> **ВЫБРАННЫЙ ФРАГМЕНТ**:

● ● ● ● ●

А пока «недеяние» обернулось нелёгкой работой: вместо бесконечного обсуждения задержек и перетасовывания «ресурсов» между проектами мы слушали, что нужно командам и пытались им помочь.
Наши ежедневные прогулки по корпоративным полям давали инженерам возможность блеснуть перед начальством, а нам — сократить до минимума коммуникационные цепочки и лучше понять, что на самом деле происходит.
Как-то на такой прогулке мы с Маноджем разговорились с DevOps-инженером — и застряли на пару часов, глядя вместе с ним, как кусок кода проходит через наш конвейер поставки. Одно дело смотреть на диаграмму, которую показывает Виджай, и сочувственно цокать языком. Другое дело сидеть рядом с инженером и чувствовать его боль: один только процесс полной сборки (build) релиза занимает сорок три минуты. А нам надо было уменьшить время от завершения кодирования до получения результатов тестирования.
Тогда Виджай организовал хакатон и объявил: за каждую сэкономленную минуту выигравшая команда получает десять тысяч рупий (около 150 долларов США).
К концу двадцатичетырёхчасового хакатона бессонная команда-победитель нашла, как сократить время сборки от сорока трёх до семи минут. За сутки мы достигли большего, чем за несколько лет!
Финансовому отделу придётся запустить свой собственный хакатон, чтобы найти, по какой статье расхода можно провести премию команде. Дело не в сумме, это гроши по сравнению с деньгами, которые мы сэкономили на времени сборки. Дело в правилах.
Так или иначе, наш конвейер заработал быстрее. Система автоматизации тестирования, стабилизировавшись и перевалив за восемьдесят процентов покрытия, начала приносить реальную пользу. Инженеры почувствовали, что автотесты — не корпоративный налог, а реальная польза, и чуть не с азартом стали писать и код, и тесты для своих клиентов.
Клиентов набралось уже под сорок. Надо было проверять, не испортил ли новый код какой-то другой проект — не сломан ли наш «ствол» (trunk) кода. Раньше моих разработчиков не трогало, что происходит с другими компонентами. Теперь им без разницы, что происходит с другими клиентами — у тех, с чужого проекта, пусть голова болит!
Мониторы во всех углах нашего здания, на которых отражалось состояние ствола, привычно светились тревожным малиновым цветом вместо скучного зелёного. Ну и пусть себе светятся…
Как сделать так, чтобы инженеры нас услышали?
Виджай где-то раздобыл сирену пожарной машины и подключил её к своему конвейеру. Попробуй теперь не услышь! Когда «ствол» ломается, наша сирена, как стая умертвий при виде аппетитного хоббита, издаёт тоскливый, раздирающий душу вой. Разработчики бросаются на починку «ствола». Он кряхтит и гнётся, но больше не ломается под тяжестью сотен проектов.

● ● ● ● ●

> **ПРЕДОСТАВЛЕННЫЕ ПУНКТЫ**:

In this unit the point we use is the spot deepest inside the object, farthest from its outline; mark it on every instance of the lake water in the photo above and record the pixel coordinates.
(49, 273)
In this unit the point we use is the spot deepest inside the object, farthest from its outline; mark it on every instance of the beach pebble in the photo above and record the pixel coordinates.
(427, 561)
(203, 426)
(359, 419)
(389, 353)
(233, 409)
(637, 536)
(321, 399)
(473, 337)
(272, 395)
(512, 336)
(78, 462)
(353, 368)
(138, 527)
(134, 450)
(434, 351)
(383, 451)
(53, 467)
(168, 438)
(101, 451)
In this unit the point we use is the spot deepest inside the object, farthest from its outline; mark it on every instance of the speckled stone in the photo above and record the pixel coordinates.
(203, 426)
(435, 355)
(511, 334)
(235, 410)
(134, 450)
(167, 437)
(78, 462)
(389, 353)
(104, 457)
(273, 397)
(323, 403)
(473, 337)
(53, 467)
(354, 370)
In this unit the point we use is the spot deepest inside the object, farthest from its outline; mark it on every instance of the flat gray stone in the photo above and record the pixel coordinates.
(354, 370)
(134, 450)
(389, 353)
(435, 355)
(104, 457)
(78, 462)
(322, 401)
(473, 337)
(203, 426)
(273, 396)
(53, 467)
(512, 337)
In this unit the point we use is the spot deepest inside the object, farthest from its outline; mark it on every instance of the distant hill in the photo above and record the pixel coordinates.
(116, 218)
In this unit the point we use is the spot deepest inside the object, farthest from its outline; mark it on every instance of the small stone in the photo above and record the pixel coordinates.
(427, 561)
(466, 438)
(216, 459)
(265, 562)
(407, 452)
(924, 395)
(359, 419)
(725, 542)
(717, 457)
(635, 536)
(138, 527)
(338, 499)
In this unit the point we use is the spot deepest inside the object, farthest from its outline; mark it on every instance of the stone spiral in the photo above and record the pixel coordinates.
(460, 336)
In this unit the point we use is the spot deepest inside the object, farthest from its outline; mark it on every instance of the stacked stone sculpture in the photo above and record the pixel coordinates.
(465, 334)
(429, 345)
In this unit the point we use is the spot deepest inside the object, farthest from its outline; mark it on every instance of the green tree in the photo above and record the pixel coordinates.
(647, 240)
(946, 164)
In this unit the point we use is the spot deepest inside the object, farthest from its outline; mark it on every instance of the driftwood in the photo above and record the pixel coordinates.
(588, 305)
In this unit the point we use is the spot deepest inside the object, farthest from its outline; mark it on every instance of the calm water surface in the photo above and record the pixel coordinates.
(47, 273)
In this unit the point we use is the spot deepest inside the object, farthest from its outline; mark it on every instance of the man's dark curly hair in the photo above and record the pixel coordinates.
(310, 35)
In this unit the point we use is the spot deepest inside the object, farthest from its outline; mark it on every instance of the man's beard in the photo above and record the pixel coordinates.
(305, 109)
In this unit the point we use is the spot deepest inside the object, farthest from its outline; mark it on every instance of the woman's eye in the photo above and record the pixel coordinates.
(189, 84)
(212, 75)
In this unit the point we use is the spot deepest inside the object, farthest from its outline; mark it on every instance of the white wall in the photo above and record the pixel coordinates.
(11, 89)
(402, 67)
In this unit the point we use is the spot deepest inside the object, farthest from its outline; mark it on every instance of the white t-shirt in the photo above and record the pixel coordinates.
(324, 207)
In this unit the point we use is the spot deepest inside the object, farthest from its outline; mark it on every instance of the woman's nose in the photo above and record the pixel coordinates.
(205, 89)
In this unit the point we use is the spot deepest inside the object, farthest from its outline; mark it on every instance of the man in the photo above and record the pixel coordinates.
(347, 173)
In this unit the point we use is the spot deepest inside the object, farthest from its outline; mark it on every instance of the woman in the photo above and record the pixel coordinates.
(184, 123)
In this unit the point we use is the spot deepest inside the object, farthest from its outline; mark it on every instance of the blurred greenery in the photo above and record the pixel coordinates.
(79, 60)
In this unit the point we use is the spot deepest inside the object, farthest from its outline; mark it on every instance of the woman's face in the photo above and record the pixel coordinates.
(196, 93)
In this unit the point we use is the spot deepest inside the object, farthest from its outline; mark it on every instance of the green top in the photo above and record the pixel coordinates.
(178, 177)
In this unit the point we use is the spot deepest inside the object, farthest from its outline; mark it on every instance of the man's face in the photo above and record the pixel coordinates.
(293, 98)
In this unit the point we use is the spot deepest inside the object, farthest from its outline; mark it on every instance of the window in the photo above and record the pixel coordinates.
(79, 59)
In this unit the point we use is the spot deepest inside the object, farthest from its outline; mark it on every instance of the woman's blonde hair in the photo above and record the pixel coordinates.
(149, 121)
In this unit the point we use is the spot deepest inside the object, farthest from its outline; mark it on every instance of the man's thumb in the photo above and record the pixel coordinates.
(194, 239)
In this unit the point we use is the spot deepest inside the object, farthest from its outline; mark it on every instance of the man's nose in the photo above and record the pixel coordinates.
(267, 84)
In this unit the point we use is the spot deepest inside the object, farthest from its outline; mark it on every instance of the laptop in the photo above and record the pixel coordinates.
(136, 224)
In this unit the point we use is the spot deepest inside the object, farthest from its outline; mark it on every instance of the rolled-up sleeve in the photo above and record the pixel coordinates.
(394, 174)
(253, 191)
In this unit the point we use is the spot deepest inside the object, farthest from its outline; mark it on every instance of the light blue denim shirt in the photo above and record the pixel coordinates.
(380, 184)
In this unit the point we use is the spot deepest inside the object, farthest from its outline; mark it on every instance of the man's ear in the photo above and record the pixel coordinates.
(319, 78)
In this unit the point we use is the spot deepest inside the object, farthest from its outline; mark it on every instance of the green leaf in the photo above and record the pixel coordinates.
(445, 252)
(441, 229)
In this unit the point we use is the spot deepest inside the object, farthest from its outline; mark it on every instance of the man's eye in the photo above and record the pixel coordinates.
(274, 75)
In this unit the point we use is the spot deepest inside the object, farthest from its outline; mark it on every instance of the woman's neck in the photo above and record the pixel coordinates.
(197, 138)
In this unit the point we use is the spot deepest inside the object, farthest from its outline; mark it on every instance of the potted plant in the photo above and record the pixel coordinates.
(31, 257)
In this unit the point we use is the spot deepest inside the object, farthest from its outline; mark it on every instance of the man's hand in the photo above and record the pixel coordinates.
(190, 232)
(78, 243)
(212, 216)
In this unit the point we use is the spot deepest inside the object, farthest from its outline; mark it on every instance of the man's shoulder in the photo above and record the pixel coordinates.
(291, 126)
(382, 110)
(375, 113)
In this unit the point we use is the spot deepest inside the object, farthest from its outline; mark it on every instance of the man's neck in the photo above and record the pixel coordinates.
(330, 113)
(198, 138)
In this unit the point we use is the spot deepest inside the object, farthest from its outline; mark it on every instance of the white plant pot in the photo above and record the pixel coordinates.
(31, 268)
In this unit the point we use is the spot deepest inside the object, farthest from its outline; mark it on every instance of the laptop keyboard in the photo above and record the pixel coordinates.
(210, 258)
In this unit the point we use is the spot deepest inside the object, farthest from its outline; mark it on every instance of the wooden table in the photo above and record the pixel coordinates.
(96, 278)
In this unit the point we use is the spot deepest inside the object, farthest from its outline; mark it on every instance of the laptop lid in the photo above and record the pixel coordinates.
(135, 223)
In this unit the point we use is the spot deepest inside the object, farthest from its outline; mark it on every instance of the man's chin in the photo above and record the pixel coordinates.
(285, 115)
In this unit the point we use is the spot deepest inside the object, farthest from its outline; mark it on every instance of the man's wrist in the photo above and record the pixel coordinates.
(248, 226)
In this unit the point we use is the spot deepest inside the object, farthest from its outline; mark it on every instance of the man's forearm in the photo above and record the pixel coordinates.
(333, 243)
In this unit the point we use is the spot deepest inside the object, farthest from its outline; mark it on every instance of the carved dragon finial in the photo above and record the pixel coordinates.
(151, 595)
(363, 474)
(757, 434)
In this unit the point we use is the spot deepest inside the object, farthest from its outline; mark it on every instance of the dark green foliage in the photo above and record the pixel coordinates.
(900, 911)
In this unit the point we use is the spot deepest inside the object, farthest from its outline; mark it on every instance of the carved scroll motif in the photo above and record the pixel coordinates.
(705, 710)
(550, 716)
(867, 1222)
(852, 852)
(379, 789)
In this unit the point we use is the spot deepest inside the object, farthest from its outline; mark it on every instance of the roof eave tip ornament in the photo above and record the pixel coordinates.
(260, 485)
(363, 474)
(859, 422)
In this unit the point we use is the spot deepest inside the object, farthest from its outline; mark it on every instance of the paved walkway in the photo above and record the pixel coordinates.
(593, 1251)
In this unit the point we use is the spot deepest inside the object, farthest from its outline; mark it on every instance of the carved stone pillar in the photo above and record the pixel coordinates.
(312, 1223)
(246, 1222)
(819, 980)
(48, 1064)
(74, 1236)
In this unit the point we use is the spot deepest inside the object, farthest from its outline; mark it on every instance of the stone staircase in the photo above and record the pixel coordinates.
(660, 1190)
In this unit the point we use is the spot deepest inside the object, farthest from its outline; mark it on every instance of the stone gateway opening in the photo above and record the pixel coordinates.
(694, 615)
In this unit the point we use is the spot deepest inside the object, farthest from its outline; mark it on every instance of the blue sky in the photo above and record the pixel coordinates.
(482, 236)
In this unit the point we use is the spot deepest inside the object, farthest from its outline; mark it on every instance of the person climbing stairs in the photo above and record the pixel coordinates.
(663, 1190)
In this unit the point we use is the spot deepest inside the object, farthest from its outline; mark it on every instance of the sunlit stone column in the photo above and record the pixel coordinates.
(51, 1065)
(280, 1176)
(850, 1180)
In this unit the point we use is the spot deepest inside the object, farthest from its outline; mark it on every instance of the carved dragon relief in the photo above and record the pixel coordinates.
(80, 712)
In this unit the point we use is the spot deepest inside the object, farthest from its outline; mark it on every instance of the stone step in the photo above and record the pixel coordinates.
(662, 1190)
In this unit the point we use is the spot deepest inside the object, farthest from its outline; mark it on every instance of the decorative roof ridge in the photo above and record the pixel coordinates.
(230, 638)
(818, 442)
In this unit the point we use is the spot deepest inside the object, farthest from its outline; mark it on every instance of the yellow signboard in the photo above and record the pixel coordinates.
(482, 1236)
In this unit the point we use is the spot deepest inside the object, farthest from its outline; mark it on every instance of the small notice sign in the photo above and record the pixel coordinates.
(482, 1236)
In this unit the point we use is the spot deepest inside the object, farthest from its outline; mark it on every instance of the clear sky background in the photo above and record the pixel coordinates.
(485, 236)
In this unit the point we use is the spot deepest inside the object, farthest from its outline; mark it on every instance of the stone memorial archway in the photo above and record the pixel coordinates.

● ● ● ● ●

> **УСЛОВИЕ ЗАДАНИЯ**: Напишите продолжение фрагмента о хакатоне и конвейере поставки, начав сразу после его последнего предложения. Пункты здесь никакой роли не играют.

> **ОТВЕТ К ЗАДАНИЮ**:
Удивительно, как много можно узнать, глядя на скрам-доску:
— Почему ваша «карта выгорания» («burndown chart») выглядит как утес, а не как лестница? Потому что вы зависите? От кого — от графических дизайнеров? А может, ваши пользовательские истории (user stories) не так тонко нарезаны? Или вы просто откладываете тестирование до конца спринта?
Нам, менеджерам, позволено только задавать вопросы. За указания и наставления можно схлопотать дзен-линейкой, прямо по лучшим побуждениям.
— Ой, график выгорания релиза (release burnup chart) не сходится… Что, Пол очень злится?
Пол — желчный технический директор нашего самого большого индийского клиента — злился, как чёрт. Да и его люди, хотя формально и согласились перейти на адаптивную модель, работали с нами по старинке, как с тюбиком зубной пасты. Считали, что чем сильнее нажать, тем больше выдавится.
Роли в общении с Полом были распределены. Манодж обещал ему сделать всё возможное; команды напрягались в пароксизме героизма. Потом был мой выход, чтобы сказать: «Ну, извините, Пол, опять не получилось».
Затем цикл повторялся.
Шалини к этому моменту уже закончила развертывание операционной модели. Её клиенты в Латинской Америке были вполне удовлетворены, так что я предложил перегруженному Маноджу передать Пола Шалини. Ситуация была так раскалена, что Манодж поступил мудро и согласился, даже не запросив компенсаций.
Шалини провела с командами две недели безвылазно. А потом её пригласили в Дели, на ковёр к Полу. Сорок минут без перерыва Пол распекал, разносил, упрекал и кричал… — всего словаря синонимов не хватит для описания его недовольства. Когда же он притомился, Шалини объяснила ему ситуацию, которая сложилась с критическим релизом. Наш договор, подписанный ещё при Царе Горохе, фиксировал и сроки, и объём работ, и стоимость. Для адаптивной модели нет ничего хуже такого контракта, но если менять его, это займёт ещё лет двести.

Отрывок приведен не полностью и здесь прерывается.